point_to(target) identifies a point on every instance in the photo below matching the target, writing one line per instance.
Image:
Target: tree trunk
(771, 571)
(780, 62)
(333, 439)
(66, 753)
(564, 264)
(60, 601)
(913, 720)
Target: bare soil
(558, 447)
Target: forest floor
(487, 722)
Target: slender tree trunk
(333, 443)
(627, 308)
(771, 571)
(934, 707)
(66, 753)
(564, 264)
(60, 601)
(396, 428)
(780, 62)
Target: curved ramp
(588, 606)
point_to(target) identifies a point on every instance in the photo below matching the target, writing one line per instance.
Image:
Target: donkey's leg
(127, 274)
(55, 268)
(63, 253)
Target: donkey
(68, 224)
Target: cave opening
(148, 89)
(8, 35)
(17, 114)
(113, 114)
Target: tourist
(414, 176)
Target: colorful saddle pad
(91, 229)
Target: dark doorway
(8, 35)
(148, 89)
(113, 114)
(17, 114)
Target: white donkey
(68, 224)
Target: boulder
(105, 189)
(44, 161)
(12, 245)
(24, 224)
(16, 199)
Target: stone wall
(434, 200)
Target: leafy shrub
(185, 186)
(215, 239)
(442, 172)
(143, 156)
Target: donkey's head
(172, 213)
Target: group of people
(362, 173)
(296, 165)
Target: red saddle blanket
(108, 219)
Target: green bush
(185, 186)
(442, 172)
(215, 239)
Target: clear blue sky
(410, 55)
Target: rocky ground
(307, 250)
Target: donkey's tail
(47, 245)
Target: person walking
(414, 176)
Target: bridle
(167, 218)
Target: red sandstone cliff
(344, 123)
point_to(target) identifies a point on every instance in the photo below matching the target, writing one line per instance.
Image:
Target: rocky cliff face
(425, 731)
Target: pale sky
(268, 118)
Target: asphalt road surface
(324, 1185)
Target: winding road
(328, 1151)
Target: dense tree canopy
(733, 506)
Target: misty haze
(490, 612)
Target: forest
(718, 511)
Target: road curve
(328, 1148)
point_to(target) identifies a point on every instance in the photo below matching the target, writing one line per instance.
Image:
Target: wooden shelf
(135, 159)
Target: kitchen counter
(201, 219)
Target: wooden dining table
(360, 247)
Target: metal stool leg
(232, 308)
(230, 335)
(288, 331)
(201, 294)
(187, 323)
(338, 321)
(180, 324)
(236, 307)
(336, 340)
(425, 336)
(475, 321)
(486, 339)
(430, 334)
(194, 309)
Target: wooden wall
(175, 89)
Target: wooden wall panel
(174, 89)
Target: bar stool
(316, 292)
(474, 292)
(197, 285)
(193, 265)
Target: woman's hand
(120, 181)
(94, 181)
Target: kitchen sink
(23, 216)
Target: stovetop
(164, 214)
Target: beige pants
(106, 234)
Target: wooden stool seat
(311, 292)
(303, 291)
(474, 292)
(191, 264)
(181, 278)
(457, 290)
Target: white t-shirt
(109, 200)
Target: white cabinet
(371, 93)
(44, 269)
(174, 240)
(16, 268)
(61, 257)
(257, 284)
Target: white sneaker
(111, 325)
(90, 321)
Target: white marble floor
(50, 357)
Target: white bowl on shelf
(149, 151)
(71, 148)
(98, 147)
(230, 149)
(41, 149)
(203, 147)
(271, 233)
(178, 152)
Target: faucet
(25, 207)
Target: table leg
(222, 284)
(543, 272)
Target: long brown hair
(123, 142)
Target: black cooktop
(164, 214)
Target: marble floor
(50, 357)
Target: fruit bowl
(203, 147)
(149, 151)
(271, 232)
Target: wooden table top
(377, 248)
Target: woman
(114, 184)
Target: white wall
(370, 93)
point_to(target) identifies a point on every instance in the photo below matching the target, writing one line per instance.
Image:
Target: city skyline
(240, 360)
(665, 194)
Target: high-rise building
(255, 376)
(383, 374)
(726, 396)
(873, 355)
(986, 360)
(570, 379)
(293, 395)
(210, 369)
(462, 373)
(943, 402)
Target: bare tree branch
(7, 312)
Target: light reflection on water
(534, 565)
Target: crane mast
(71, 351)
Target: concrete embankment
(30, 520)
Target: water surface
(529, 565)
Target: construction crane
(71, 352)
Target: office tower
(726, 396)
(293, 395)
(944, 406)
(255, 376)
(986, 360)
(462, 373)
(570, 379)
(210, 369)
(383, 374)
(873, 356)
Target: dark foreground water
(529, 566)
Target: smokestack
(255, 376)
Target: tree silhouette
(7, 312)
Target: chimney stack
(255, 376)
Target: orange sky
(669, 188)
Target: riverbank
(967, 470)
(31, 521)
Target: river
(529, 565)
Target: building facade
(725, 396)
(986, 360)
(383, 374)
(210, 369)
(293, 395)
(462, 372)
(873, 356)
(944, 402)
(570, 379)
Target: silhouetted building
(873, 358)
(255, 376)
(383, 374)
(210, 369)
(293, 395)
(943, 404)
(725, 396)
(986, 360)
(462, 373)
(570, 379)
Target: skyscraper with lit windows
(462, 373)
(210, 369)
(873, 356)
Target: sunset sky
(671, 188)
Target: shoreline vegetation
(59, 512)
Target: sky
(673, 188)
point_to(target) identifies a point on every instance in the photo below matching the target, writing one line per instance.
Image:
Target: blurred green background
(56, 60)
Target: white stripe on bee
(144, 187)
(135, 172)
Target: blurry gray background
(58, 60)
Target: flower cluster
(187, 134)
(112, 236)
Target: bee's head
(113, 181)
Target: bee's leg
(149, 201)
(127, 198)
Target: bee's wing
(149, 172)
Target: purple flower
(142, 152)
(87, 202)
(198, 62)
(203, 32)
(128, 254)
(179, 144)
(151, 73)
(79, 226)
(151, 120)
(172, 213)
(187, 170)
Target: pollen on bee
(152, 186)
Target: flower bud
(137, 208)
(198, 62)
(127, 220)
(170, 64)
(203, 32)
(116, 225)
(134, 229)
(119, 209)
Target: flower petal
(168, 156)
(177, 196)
++++
Task requirements ▸ In the records above, retype exactly the lines from the one with "Target: shoreline vegetation" through the last one.

Response to the task ▸
Target: shoreline vegetation
(59, 512)
Target: sky
(673, 188)
point_to(target) identifies a point on every instance in the photo below matching the target, writing one line per instance.
Image:
Target: blurred green background
(56, 60)
Target: white stripe on bee
(144, 187)
(135, 172)
Target: blurry gray background
(58, 60)
Target: flower cluster
(187, 134)
(112, 236)
Target: bee's head
(113, 181)
Target: bee's leg
(149, 201)
(127, 198)
Target: bee's wing
(149, 172)
Target: purple flower
(142, 152)
(87, 202)
(198, 62)
(203, 32)
(128, 254)
(179, 144)
(151, 73)
(79, 226)
(151, 120)
(172, 213)
(187, 170)
Target: pollen on bee
(152, 186)
Target: flower bud
(137, 208)
(198, 62)
(127, 220)
(170, 64)
(203, 32)
(116, 225)
(134, 229)
(119, 209)
Target: flower petal
(168, 156)
(177, 196)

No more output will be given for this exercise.